The word "child": say how many lines of the data below contain it, and give the number alone.

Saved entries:
━━━━━━━━━━━━━━━━━━━━
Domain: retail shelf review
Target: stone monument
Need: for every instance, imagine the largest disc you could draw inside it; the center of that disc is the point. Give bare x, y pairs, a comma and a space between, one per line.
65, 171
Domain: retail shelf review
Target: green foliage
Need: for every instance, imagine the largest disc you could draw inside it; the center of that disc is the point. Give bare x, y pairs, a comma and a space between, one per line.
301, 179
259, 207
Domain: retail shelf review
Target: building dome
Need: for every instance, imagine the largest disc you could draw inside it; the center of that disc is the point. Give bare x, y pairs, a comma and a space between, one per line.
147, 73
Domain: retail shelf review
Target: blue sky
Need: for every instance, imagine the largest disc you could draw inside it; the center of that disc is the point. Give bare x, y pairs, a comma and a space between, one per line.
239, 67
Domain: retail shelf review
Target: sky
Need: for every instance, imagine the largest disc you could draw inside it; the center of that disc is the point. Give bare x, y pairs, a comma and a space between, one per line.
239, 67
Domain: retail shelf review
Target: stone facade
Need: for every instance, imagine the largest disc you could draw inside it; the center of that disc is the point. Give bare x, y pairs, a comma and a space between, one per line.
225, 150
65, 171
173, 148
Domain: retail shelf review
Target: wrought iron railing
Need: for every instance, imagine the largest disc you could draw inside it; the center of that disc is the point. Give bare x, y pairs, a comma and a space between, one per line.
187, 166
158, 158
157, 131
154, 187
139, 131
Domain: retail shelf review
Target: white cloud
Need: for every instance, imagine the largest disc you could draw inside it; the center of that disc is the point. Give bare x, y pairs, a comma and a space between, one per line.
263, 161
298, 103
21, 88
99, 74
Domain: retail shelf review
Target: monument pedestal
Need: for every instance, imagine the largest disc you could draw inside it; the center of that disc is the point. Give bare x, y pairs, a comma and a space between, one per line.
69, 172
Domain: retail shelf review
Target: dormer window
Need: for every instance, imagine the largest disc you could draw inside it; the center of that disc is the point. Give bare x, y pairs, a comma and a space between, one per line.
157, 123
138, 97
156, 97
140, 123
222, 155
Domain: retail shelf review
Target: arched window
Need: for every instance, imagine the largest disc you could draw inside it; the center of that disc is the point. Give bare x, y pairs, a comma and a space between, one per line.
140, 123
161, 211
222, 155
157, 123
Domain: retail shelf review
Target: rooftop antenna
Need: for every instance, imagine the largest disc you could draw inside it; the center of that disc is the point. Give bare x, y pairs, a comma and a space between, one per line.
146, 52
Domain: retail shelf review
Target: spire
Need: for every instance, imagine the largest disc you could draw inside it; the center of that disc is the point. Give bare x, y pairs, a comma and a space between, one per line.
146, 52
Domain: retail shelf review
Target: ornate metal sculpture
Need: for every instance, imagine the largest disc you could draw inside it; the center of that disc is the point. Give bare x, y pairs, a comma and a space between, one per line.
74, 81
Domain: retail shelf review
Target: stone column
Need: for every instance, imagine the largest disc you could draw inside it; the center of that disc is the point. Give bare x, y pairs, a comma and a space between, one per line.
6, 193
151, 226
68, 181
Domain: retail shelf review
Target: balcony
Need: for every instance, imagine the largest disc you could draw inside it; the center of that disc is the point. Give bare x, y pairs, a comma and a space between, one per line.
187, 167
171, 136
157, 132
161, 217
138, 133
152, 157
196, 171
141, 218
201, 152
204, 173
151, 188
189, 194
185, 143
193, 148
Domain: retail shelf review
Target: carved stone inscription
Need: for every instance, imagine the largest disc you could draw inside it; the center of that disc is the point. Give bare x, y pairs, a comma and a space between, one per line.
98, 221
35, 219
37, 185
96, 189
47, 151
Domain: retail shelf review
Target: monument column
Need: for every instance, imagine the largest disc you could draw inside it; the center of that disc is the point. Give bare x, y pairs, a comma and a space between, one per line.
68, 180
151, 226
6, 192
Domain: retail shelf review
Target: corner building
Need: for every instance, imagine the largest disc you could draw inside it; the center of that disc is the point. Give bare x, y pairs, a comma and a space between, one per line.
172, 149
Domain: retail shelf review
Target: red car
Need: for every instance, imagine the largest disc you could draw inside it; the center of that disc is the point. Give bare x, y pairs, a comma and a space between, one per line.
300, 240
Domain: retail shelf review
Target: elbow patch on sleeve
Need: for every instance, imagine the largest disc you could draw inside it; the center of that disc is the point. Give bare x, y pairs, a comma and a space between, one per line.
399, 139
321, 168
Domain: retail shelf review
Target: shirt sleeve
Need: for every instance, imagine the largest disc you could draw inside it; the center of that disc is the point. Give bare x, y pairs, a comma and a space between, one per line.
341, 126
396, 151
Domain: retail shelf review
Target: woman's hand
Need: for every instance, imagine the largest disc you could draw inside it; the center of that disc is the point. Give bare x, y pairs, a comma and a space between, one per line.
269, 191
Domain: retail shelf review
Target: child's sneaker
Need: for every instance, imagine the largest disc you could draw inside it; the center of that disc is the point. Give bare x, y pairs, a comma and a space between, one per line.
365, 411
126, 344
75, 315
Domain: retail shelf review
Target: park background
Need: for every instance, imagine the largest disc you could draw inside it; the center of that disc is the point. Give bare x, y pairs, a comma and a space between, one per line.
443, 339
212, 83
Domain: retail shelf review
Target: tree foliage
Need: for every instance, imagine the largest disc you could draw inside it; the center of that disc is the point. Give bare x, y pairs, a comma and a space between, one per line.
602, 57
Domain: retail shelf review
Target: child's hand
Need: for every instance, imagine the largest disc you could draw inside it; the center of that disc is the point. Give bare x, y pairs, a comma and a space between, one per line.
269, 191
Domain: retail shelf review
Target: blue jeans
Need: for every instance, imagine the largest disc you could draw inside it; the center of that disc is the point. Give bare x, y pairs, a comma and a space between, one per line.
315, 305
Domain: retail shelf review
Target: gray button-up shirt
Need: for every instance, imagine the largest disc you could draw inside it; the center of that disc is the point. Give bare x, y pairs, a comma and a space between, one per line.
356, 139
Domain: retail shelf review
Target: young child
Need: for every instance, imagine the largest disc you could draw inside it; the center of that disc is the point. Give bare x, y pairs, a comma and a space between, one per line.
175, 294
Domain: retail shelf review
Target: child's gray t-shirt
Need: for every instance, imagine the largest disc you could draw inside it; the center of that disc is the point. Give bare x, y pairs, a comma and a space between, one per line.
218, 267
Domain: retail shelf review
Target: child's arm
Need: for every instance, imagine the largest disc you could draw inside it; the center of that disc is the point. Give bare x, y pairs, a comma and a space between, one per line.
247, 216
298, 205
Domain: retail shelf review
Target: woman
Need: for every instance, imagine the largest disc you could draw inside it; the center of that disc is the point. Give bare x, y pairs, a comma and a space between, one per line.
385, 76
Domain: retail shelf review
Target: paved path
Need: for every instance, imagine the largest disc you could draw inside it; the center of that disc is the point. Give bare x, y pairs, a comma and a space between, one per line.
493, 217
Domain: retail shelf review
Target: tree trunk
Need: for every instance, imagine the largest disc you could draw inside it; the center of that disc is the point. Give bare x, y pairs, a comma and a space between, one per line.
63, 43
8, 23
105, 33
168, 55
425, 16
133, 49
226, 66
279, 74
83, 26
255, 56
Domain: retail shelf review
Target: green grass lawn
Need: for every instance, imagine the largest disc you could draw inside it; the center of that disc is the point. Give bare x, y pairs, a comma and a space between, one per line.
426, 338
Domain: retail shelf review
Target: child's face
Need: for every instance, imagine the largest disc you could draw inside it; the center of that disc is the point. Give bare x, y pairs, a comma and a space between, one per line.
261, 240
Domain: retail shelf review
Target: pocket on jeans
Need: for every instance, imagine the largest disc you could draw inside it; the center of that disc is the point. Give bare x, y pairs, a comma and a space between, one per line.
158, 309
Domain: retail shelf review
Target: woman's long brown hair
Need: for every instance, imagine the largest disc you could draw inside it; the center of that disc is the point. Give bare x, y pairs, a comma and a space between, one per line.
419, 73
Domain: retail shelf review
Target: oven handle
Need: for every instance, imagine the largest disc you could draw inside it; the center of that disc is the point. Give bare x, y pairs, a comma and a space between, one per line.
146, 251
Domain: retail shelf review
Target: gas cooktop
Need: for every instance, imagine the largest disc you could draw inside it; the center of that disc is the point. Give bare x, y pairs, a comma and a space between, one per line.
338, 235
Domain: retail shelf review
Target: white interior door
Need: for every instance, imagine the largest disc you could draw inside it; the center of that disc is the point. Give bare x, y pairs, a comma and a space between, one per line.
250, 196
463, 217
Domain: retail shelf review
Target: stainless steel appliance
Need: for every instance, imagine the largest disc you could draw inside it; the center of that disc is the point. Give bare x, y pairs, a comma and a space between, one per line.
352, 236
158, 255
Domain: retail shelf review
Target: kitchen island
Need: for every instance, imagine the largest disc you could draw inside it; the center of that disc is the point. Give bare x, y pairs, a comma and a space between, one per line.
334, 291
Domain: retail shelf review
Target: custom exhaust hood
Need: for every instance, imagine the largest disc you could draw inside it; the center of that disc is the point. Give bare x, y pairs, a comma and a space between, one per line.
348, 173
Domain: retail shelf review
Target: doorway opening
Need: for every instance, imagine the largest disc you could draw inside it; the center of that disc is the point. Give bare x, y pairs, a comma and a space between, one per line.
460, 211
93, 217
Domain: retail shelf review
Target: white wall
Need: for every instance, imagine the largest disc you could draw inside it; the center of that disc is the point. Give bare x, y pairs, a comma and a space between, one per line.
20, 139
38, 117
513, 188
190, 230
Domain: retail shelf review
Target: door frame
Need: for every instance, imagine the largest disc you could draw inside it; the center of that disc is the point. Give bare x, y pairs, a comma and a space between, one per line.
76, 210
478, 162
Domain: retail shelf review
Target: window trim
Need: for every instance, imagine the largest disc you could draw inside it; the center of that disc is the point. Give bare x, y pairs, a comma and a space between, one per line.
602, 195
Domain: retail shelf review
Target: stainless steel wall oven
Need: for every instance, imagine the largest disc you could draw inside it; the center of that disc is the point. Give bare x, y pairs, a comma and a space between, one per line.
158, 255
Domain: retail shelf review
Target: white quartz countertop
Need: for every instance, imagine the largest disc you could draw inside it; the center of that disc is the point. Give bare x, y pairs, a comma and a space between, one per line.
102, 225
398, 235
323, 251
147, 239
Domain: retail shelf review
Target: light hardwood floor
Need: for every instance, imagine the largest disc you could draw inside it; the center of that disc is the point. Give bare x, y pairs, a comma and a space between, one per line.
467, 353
━━━━━━━━━━━━━━━━━━━━
_Problem solution_
6